** start Document text **
Bruce Bowser: You know a couple of years ago we were at a conference and there was some discussion about the impact that technology is having in terms of you know people's ability to focus. And Greg and I, we sat down talking over dinner one night and said you know this is a scenario where it seems like you know it's been it's been this way forever. But in reality, it's only been 10 years since we've since the advent of the iPhone which as you know is the instrument that most people use to communicate. And over the course of the last 10 years you know I think we've evolved into a community that I would say is largely addicted to their digital devices and it's created a real problem for focus not just in the workplace but for people in general. You know I have a bunch of pet peeves and living in the city of Toronto one of my pet peeves is it's difficult to walk down the street and not have to dodge people that are texting and walking and you know it's one of the leading causes of pedestrian accidents of automobile accidents. And you wonder you know how did we get there so. So, the book is really taking a good hard look at you know where we are as a society today with you know with distraction to digital devices and then it really delves into what are some things that you can do to change that and make yourself a higher performing individual in a company.
Jon Voigt: Right. I did another podcast around just corporate communication and the whole distraction. You know email alerts and pop ups and you know so many people, when right now right now right now and I think that links back to the whole problem with a cell phone is that people use it as an alarm system that somebody else wants you or there's something else going on.
** end Document text **
** start Raw data **
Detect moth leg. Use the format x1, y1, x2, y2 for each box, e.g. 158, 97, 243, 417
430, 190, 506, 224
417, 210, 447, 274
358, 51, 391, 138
** end Raw data **
Please write what comes next in the podcast transcript about digital distraction, picking up after its last line, not the listing.

Bruce Bowser: Well I think we live in an age of you know over the last 5,10 years we live in an age where you know we've developed a sense of always being turned on that you know that it's on-demand. You know if you're not getting back to somebody right away, something's wrong. And that's really one of the you know the main approaches that we take in the book. Is to let people know that you know, we don't have to be like that. I mean I love technology. You know I'm a bit of a tech geek.
Bruce Bowser: You know I buy every new piece of technology that comes out so there's nothing in the book that says we shouldn't use technology. It's really about moving shifting from a place where I believe technology controls us in a way too much in our personal lives, way too much in our business lives. And moving from there to a place where we actually control technology. You know and I quickly understood or realize when we started doing this work that you know it wasn't about how we could make employees more productive by getting them to be less distracted where more folks in the workplace when we really started delving into it. We realized that as employers we were largely to blame.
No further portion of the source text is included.